↓
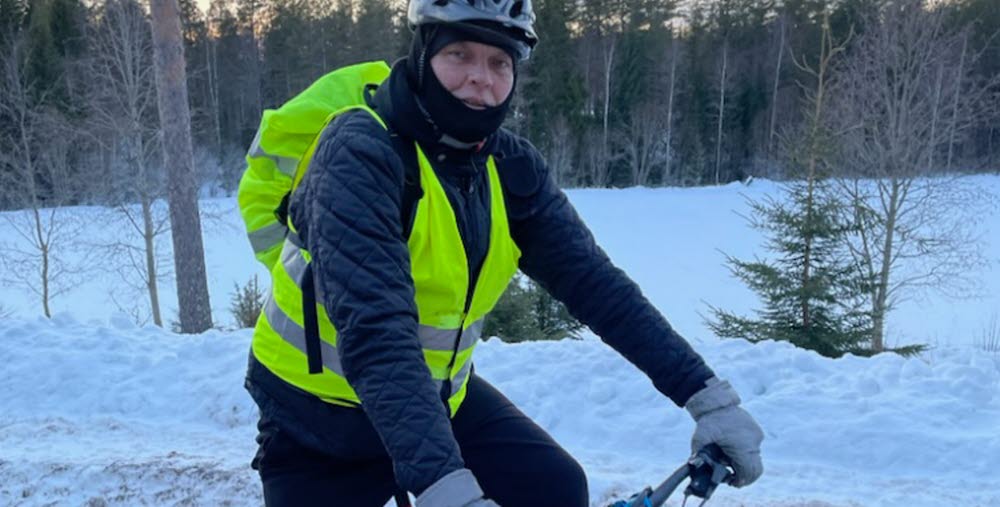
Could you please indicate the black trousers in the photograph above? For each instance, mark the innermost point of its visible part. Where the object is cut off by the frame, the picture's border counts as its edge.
(515, 461)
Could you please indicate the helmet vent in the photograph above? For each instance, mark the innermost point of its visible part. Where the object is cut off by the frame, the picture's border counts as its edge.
(515, 10)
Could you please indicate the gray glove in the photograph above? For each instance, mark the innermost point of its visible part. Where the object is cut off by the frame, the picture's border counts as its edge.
(457, 489)
(720, 420)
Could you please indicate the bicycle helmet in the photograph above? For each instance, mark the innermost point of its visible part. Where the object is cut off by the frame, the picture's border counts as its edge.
(509, 22)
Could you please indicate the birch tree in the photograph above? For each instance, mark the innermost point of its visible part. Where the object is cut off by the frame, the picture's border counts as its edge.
(175, 120)
(123, 111)
(914, 231)
(35, 179)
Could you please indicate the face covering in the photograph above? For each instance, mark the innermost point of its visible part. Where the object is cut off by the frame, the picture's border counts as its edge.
(449, 114)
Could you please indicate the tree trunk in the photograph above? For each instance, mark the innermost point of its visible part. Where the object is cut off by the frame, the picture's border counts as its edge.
(149, 237)
(954, 107)
(774, 89)
(175, 119)
(44, 251)
(609, 58)
(212, 66)
(934, 114)
(722, 109)
(670, 109)
(880, 303)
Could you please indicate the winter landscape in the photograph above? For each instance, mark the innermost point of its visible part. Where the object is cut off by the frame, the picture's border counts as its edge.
(95, 410)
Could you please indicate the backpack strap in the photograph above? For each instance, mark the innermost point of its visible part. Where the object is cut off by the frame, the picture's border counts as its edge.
(406, 148)
(412, 192)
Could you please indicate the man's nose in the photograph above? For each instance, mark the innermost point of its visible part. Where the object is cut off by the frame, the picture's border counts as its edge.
(479, 74)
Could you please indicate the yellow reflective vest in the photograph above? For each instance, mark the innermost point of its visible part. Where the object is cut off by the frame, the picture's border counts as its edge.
(450, 320)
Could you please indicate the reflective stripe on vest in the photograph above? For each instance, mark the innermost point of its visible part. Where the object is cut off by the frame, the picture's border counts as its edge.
(449, 327)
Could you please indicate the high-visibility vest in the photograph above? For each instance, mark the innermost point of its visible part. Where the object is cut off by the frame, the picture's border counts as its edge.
(450, 316)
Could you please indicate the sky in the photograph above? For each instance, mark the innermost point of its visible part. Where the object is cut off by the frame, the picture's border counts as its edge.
(97, 410)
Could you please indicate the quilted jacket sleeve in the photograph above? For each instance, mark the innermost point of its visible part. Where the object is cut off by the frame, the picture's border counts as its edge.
(559, 252)
(347, 213)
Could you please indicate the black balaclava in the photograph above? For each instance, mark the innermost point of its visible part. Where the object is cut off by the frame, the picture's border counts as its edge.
(454, 120)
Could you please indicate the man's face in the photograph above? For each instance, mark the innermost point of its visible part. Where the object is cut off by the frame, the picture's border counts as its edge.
(477, 74)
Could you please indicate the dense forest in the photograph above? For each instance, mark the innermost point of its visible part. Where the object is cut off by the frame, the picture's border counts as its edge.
(618, 93)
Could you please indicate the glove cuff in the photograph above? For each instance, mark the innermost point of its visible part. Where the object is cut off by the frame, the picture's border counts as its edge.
(456, 489)
(715, 395)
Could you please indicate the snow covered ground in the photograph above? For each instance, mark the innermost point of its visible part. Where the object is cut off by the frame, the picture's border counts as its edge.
(97, 411)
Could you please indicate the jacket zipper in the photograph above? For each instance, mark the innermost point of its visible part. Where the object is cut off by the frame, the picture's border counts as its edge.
(467, 189)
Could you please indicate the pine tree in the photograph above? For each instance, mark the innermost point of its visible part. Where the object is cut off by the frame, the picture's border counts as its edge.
(813, 294)
(526, 312)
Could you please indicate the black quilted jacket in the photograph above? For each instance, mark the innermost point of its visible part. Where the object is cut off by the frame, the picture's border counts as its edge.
(347, 212)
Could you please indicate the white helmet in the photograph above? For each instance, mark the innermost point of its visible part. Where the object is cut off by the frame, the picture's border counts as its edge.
(514, 19)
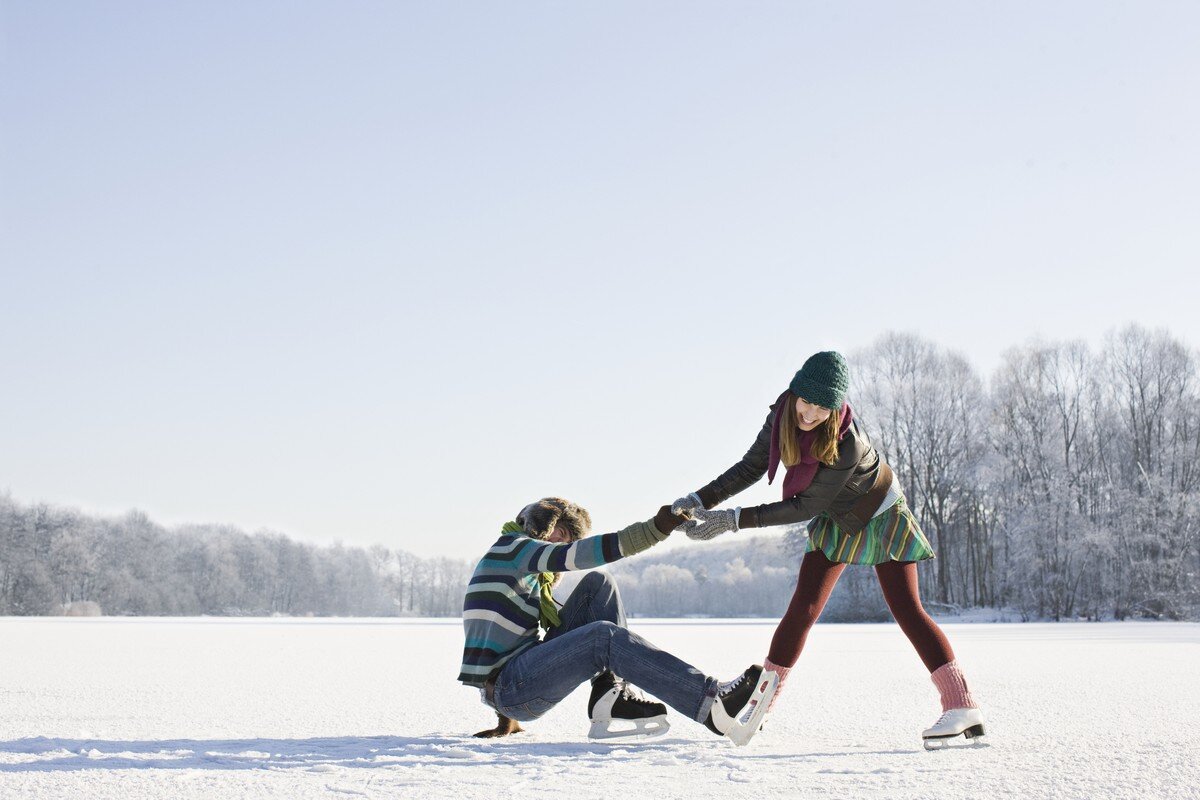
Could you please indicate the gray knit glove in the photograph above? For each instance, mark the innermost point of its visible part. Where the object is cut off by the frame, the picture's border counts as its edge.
(685, 505)
(709, 524)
↑
## Exercise
Please copy out the material above exactly, with the images removed.

## The answer
Could you please indicate the black trousers in the photograph above? For each instance, mark the innermost point of its visible part. Where the object is cut off by the frame, the picture's border counts as its edge.
(515, 461)
Could you please indicate the helmet vent in the photograph above? For each instance, mark the innermost point of its visible part. Where the object is cut off by the frame, the picture's border counts as its edge.
(515, 10)
Could you please indicate the gray glove in the photograph above? For each instance, mark the innermost point of its visible part. Where the object is cut off by the frame, the picture's border counts as its edge.
(457, 489)
(720, 420)
Could you please indicate the bicycle helmet in the photograph above? For each instance, mark the innermost point of its visible part. Where the object is cut off by the frame, the picture's border counts as its edge.
(509, 22)
Could you please indicate the birch tree in the photograph above? For each instance, mark the innermost point of its visible part. Where the object is cut off by the frame, the picture's border counts as its edge.
(175, 120)
(123, 111)
(914, 231)
(35, 179)
Could you please indicate the face covering in the photograph above? For each instance, mark the innermost point of its visible part. Where the object is cut off by the frame, the picture's border counts as its edge.
(449, 114)
Could you please indicate the tree trunk in the photograph above? For each instance, mark the innermost point of its visible part. Where the object is cut off by the frame, the picture's border counts as its edge.
(149, 237)
(954, 107)
(774, 89)
(175, 119)
(44, 251)
(609, 58)
(212, 66)
(934, 114)
(722, 109)
(670, 109)
(880, 303)
Could you please indicate the winter landscape in the photograph above? For each instance, mark the innermost point of its visible part. Where the object is cut off by the frame, the picture's border counts as its edge.
(95, 410)
Could you please indicate the backpack strap in the photograph above? For each instance, mark the innermost point of its visible part. Where the object is cut off by the frame, the picture's border counts as its edge.
(406, 148)
(412, 192)
Could you please indicate the man's nose in the photograph above? For each instance, mark the innermost point of its visible part. Where the object is cut off by the frame, the picture's border counts as its edge.
(479, 74)
Could you please indicate the yellow reflective vest in the photograph above? For each instance, mark the innermost point of its visible part. Where the object is cut off by the frame, the picture's border counts as its edge.
(450, 320)
Could you please indicate the reflective stripe on vest in the photograph above? For each instance, mark the innermost point of its visible part. Where the object is cut off by the frame, the picture's border counts as its edge.
(449, 327)
Could you please indicate the high-visibility vest in the photograph above? For each instance, mark the innermost point of its visible part. Where the object is cut off by the frame, the picture's border counts as its edge.
(450, 316)
Could you please indicate the sky in the photograph above? For each instance, mark the innermost point of its visible part. Where the object is cut off by the frame, the picture's border counts as its edge.
(97, 410)
Could you please indicate the quilted jacket sleeve in the photograph above? For each instance, mark the innermost point of its visible part. Where the object is cut off by the frame, the picture's border counts as its edge.
(559, 252)
(347, 213)
Could you please indicate the black balaclava in the photograph above? For each instance, mark the innermost point of its visible part. Where the object is cut off by the frame, the picture's border counts as its edge.
(454, 120)
Could you please indicate the man's face in the photograph above? For each instance, mark the innermost point of its visible part. Where the object is cut off by the frame, the picture's border counts as its edge.
(477, 74)
Could you please indicate the dense forest in the photograph above? For each instance, mark the innermost point of its visible part. Where the object is cut off by the frame, the picture's border counts as its edge.
(618, 93)
Could you please indicate the glove cuff in the photograph above? For each instance, mark the innermost point of its visible part. Where the object is cut off by the frame, the picture's border counts as its edge.
(456, 489)
(715, 395)
Could you please indicate the snow covered ground in the photograph above? For each instance, mark the innermost point of its visible part. Where the object is cut off by the frame, the picture's border counts as its edge.
(97, 411)
Could you please indicate the jacket zipper in the photograph above? For each instance, mark the innermost point of its visible part. Where the object is cut off by the frame, the picture's border counts as its edge.
(467, 189)
Could you please indicate the pine tree in the photograph above? For each instance, mark the innermost point of its visible part. Where the object is cut off by the frame, the picture's border counts as its edge.
(813, 294)
(526, 312)
Could you please indicate the black quilted jacket in the photograph above? For each instance, mark the innermost point of its visible part. Where the object is cut off by the frame, the picture's border counts as its edge.
(347, 212)
Could you please indicate the white helmet in the photograph above? For each instance, mark the innermost point of its visible part. Where the object is cut off by the frame, the picture's border counts as its edge.
(514, 19)
Could you please indicate the gray knit glove in the photograph above? For each instance, mark the innermost point of its visible part. Where the object is cut off by the frame, the picture's border counts as its edge.
(685, 505)
(709, 524)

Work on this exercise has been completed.